Beltran De La Torre, 583 S.W.3d at 621. The court remanded the case to this Court with instructions to conduct a harm analysis pursuant to Almanza v. State, 686 S.W.2d 157 (Tex. Crim. App. 1984).

Harm Analysis

The sole issue before us on remand is whether appellant was harmed by the erroneous inclusion of the joint-possession instruction in the jury charge.

A. Standard of Review

The degree of harm necessary to reverse a case based on charge error depends upon whether the error was preserved in the trial court. See Marshall v. State, 479 S.W.3d 840, 843 (Tex. Crim. App. 2016); Almanza, 686 S.W.2d at 171. An erroneous jury charge requires reversal when the defendant has properly objected to the charge and we find "some harm" to his rights. Almanza, 686 S.W.2d at 171; see also TEX. CODE CRIM. PROC. art. 36.19 (providing that judgment shall not be reversed unless error appearing from record was calculated to injure rights of defendant or unless it appears from record that defendant has not had fair and impartial trial). If, however, the defendant does not object to the charge or states that he has no objection to the charge, we will not reverse for charge error unless the record shows "egregious harm" to the defendant. Almanza, 686 S.W.2d at 171.

Because appellant did not object to the erroneous instruction, reversal is required only if the error was "so egregious and created such harm that [appellant] was deprived of a fair and impartial trial." Marshall, 479 S.W.3d at 843; Villarreal v. State, 453 S.W.3d 429, 433 (Tex. Crim. App. 2015); Almanza, 686 S.W.2d at 171.

Jury charge error is egregiously harmful if it affects the very basis of the case, deprives the defendant of a valuable right, or vitally affects a defensive theory. Arteaga v. State, 521 S.W.3d 329, 338 (Tex. Crim. App. 2017); Marshall, 479 S.W.3d at 843. "Egregious harm is a 'high and difficult standard' to meet, and such a determination must be 'borne out by the trial record.'" Villarreal, 453 S.W.3d at 433 (quoting Reeves v. State, 420 S.W.3d 812, 816 (Tex. Crim. App. 2013)). "We will not reverse a conviction unless the defendant has suffered 'actual rather than theoretical harm.'" Id. (quoting Cosio v. State, 353 S.W.3d 766, 777 (Tex. Crim. App. 2011)).

PARTS OF THE EXERCISE ->
A) Extract everything in the court opinion from "Beltran De La" down to "Crim. App. 1984).".
B) Please continue the court opinion on harm analysis from its final sentence onward.
The records that follow aren't needed for anything here.

PROVIDED INFORMATION ->
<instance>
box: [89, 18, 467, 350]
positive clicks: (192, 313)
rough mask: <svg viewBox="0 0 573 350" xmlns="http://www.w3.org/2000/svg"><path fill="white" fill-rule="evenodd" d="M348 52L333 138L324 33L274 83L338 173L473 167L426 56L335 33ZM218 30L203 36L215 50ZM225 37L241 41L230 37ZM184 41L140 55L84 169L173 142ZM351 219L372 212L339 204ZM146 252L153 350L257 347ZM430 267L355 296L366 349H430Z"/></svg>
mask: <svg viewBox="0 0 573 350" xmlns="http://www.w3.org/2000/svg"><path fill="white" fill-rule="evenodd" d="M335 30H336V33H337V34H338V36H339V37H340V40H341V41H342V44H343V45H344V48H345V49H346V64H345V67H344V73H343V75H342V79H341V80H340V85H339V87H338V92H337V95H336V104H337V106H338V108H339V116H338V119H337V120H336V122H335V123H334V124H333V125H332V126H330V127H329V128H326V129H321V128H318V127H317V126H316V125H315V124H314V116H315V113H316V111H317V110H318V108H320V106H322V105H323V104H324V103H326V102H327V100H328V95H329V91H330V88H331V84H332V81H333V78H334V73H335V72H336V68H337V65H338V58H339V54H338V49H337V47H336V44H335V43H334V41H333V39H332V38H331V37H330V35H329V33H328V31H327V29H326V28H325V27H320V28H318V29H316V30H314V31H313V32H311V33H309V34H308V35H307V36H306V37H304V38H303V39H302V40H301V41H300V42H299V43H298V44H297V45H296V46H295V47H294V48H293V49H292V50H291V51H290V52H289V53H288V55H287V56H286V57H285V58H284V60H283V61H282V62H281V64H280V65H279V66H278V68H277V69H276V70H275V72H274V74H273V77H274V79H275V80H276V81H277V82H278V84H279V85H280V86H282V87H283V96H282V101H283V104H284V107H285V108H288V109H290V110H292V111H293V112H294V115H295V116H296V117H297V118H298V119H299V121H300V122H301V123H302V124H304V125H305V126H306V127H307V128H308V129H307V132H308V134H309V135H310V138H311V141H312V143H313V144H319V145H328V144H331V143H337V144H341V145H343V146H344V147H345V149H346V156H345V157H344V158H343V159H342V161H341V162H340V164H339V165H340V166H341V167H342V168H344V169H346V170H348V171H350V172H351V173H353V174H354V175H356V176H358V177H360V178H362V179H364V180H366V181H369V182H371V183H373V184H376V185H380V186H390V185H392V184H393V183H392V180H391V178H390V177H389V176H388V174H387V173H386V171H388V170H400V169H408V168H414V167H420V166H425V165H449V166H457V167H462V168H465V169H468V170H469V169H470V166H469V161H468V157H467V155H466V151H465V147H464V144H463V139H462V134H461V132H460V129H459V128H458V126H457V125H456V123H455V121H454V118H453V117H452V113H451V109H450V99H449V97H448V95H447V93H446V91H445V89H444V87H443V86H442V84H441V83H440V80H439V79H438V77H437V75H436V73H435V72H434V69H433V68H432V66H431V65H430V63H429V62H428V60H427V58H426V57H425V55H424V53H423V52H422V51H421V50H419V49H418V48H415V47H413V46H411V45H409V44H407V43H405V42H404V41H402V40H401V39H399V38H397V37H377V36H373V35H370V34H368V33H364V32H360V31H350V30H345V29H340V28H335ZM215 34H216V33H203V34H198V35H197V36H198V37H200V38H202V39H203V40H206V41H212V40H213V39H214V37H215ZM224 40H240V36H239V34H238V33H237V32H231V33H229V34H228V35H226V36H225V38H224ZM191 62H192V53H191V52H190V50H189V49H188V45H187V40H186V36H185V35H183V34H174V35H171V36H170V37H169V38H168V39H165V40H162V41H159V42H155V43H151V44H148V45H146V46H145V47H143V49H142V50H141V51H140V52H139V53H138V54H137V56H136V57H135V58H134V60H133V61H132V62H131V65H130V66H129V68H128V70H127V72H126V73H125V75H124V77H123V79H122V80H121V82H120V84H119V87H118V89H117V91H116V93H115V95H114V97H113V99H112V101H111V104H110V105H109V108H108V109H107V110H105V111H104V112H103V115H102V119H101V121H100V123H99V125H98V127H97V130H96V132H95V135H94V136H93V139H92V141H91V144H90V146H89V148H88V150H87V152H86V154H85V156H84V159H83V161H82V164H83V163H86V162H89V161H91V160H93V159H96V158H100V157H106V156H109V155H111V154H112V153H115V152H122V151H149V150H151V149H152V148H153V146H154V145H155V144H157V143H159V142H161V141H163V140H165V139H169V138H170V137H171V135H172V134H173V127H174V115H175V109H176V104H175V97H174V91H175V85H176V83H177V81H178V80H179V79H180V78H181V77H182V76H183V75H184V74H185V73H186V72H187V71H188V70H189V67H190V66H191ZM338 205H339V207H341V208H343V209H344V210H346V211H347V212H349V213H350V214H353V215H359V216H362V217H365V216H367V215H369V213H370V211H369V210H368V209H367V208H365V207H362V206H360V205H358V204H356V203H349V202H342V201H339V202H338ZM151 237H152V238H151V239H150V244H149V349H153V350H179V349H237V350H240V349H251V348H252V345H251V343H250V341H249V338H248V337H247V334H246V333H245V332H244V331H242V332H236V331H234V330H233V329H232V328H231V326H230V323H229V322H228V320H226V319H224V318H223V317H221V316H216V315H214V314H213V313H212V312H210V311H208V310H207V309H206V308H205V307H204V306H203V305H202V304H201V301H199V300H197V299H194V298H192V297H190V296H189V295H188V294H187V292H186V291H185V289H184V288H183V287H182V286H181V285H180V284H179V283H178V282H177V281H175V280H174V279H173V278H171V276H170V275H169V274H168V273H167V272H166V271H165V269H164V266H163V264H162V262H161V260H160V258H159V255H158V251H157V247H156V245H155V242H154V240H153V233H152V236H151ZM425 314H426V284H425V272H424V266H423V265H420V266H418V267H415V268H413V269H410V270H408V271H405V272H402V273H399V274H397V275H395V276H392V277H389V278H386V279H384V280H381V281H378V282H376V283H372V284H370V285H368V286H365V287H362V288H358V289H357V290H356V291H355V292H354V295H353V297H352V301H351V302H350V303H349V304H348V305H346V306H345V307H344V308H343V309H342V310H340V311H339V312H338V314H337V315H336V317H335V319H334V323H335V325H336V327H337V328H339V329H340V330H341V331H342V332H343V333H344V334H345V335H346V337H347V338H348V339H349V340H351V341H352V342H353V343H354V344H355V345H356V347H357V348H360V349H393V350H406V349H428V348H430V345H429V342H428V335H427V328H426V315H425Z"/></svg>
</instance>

RESPONSES ->
A)
Beltran De La Torre, 583 S.W.3d at 621. The court remanded the case to this Court with instructions to conduct a harm analysis pursuant to Almanza v. State, 686 S.W.2d 157 (Tex. Crim. App. 1984).

B)
Neither party has the burden to show harm or lack of harm; rather, we must examine the record and make an independent determination whether an appellant suffered actual harm as opposed to theoretical harm. Marshall, 479 S.W.3d at 843. In examining the record to determine whether jury charge error has resulted in egregious harm, we consider four factors: (1) the entirety of the jury charge, (2) the state of the evidence, including the contested issues and weight of probative evidence, (3) the arguments of counsel, and (4) any other relevant information revealed by the trial record as a whole. Arteaga, 521 S.W.3d at 338; Marshall, 479 S.W.3d at 843; Villarreal, 453 S.W.3d at 433; Almanza, 686 S.W.2d at 171.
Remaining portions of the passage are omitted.